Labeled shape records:
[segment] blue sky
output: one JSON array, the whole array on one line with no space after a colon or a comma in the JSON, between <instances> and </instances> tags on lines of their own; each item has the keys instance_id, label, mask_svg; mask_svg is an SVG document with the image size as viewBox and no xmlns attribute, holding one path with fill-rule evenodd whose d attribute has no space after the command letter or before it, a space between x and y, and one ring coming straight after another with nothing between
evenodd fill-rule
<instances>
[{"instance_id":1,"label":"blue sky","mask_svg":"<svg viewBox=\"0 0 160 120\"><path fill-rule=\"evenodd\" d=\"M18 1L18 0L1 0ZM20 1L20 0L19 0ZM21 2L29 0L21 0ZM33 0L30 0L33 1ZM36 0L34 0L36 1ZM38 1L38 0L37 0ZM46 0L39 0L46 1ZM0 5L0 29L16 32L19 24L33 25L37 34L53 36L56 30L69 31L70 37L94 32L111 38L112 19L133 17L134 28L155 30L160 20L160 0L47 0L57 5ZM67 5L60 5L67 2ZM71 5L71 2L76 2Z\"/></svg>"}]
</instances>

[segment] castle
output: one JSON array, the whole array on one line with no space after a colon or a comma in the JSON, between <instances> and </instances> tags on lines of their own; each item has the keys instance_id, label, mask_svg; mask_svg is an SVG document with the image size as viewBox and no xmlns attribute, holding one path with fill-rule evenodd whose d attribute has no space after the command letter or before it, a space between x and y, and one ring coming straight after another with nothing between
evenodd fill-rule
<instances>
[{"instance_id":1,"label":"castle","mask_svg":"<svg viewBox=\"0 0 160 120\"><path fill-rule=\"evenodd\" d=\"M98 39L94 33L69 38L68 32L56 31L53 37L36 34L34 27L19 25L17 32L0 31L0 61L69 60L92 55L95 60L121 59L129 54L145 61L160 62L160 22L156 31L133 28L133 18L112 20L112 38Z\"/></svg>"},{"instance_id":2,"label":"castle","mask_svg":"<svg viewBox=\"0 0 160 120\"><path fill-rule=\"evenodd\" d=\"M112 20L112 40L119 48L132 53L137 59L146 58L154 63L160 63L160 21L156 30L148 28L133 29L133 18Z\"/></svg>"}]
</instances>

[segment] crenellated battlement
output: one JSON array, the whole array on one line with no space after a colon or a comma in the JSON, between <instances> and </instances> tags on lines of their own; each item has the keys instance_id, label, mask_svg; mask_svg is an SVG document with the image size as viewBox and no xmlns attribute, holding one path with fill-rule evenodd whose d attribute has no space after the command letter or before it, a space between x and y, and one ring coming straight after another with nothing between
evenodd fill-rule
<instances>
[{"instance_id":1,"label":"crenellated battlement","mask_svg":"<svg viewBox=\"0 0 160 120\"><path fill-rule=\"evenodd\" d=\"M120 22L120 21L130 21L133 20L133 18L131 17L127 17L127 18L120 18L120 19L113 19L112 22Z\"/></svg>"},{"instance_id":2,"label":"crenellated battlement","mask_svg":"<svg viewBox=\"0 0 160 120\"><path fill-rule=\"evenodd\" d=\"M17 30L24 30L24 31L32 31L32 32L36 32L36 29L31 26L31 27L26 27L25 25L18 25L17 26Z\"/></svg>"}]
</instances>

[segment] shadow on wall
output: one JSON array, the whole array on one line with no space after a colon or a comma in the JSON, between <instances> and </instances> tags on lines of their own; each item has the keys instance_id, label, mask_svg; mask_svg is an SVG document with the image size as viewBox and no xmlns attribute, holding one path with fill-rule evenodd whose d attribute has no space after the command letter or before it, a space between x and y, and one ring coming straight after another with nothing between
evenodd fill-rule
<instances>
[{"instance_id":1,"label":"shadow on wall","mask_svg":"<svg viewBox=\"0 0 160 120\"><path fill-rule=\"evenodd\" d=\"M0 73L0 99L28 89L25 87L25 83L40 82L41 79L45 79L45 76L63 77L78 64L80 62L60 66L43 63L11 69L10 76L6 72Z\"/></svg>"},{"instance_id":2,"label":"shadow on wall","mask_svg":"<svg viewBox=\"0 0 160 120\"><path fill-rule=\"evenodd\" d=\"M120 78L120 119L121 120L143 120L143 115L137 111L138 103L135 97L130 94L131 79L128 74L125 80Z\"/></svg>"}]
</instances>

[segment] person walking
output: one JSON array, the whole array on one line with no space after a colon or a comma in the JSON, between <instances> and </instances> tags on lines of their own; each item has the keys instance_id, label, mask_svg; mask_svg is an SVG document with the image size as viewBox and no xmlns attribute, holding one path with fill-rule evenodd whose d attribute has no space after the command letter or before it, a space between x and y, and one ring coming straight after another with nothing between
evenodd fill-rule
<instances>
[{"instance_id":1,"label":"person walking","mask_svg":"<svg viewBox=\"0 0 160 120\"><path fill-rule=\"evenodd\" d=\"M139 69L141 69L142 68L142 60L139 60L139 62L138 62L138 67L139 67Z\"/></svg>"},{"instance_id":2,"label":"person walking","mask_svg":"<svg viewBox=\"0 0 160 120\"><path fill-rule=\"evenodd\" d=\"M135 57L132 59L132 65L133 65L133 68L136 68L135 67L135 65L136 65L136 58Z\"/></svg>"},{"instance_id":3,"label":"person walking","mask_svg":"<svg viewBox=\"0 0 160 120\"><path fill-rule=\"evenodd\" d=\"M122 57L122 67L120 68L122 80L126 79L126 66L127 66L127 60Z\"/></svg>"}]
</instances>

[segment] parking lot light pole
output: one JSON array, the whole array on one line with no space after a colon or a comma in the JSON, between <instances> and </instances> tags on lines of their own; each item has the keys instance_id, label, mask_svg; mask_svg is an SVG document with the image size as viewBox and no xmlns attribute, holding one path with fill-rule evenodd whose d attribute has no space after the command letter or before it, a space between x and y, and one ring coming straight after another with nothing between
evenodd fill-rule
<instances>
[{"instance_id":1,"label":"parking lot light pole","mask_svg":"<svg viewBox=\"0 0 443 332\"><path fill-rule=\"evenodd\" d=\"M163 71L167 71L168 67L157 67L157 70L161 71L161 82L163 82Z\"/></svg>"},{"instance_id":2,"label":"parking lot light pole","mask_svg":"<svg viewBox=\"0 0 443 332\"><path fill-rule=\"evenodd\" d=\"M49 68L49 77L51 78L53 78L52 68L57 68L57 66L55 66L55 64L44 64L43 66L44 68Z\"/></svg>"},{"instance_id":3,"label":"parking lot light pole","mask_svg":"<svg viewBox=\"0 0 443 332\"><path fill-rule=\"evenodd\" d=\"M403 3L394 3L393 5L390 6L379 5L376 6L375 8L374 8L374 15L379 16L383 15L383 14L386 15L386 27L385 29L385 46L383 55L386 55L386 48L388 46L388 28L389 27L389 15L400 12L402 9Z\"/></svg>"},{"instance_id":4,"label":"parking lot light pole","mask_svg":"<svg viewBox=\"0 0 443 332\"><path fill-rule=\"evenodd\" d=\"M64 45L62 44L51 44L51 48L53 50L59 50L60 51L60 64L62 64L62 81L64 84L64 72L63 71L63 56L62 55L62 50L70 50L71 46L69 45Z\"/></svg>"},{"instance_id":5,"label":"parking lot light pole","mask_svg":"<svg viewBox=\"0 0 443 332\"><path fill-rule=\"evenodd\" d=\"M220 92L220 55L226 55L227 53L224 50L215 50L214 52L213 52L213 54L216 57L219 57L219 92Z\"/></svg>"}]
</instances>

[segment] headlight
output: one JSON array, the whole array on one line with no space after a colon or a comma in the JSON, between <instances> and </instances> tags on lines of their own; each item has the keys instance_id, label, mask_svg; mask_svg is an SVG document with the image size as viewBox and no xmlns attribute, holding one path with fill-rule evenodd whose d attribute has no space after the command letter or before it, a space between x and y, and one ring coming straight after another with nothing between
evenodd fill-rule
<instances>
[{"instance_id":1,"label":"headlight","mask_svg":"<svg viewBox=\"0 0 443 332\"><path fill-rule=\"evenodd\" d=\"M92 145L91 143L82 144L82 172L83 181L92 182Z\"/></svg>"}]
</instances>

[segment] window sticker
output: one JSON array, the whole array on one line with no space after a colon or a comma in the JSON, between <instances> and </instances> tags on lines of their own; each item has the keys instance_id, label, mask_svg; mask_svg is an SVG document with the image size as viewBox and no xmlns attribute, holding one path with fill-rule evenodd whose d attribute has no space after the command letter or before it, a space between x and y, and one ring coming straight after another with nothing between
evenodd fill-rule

==

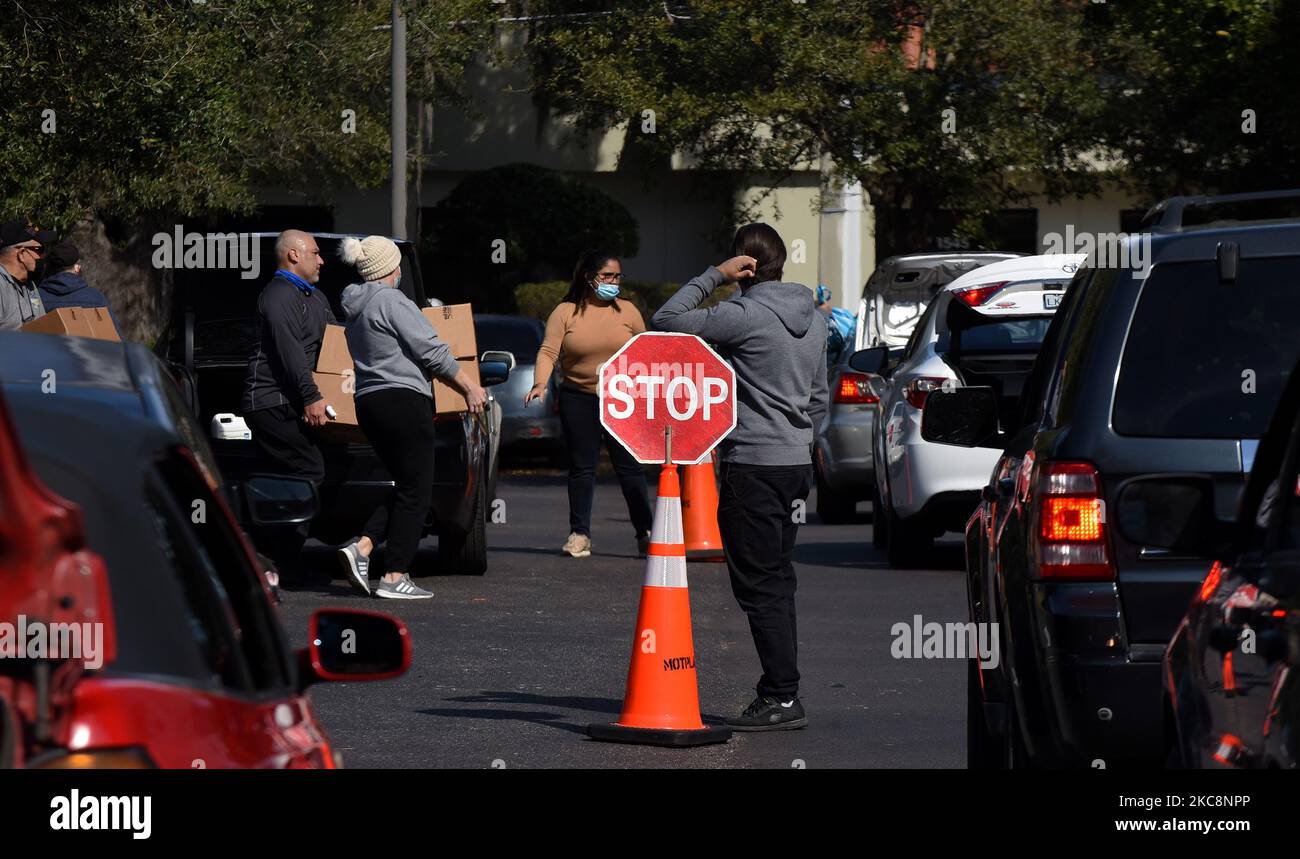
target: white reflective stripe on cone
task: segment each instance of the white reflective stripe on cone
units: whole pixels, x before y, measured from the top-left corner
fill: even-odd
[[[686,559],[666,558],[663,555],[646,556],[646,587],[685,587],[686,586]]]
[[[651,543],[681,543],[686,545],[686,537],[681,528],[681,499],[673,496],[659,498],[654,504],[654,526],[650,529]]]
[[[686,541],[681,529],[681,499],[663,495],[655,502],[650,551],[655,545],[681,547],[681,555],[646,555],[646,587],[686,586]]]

● **WHAT THE TASK REQUIRES**
Which lines in the items above contain the string "reflective"? Pull out each of them in full.

● **EXERCISE RESULT**
target: white reflective stripe on cone
task: segment each instance of the white reflective stripe on cone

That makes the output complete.